>>>>>
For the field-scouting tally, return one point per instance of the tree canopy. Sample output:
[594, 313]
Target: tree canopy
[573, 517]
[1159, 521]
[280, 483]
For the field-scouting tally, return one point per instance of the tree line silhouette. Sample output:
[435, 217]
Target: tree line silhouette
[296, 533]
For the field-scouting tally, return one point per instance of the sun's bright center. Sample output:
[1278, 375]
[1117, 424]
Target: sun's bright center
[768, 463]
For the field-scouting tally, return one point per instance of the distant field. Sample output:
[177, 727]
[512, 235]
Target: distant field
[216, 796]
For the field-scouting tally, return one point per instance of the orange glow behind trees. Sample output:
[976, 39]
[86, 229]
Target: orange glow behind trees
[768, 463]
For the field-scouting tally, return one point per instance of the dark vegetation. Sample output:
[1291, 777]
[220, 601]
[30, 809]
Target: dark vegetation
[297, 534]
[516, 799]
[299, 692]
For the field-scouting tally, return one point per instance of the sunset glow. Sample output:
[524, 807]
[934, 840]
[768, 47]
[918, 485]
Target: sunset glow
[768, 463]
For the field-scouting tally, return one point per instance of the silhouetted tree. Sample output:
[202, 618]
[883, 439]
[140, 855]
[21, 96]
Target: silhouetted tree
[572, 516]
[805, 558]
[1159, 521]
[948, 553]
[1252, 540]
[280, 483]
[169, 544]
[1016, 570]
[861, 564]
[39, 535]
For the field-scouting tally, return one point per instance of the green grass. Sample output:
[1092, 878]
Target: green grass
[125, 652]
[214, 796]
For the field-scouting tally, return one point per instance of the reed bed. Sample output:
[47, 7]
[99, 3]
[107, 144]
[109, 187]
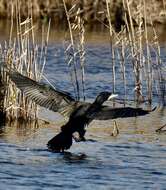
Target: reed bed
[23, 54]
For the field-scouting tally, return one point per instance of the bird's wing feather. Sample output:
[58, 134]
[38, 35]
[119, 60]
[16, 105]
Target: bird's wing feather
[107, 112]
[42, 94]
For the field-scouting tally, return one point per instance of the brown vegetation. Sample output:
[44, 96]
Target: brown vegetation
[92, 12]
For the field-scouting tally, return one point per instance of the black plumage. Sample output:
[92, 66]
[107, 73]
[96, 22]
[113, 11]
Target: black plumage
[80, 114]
<<<<<
§ WHAT THE EXERCISE ASKS
Write out the entries again word for word, from the line containing "of the green" through the end of the entries, leaving out the pictures.

§ ANSWER TO THIS TASK
For the field-scouting tally, return one point per instance of the green grass. Sample output:
[1092, 878]
Target: green grass
[125, 652]
[214, 796]
For the field-scouting tally, return one point per instance of the reed bed. Sample output:
[47, 7]
[99, 3]
[107, 144]
[109, 187]
Target: reed bed
[23, 54]
For the field-scouting tally, return one point per instance of the bird's wing feather. Sample output:
[58, 134]
[38, 35]
[119, 60]
[16, 105]
Target: bird's wing feather
[107, 112]
[42, 94]
For the field-scouting tally, return one point per instance of the brown vegetation. Sample output:
[44, 96]
Target: brown vegetation
[92, 12]
For the field-scouting tally, return one point per instance of the black plumage. Sample output:
[92, 66]
[107, 73]
[96, 22]
[113, 11]
Target: black plumage
[80, 114]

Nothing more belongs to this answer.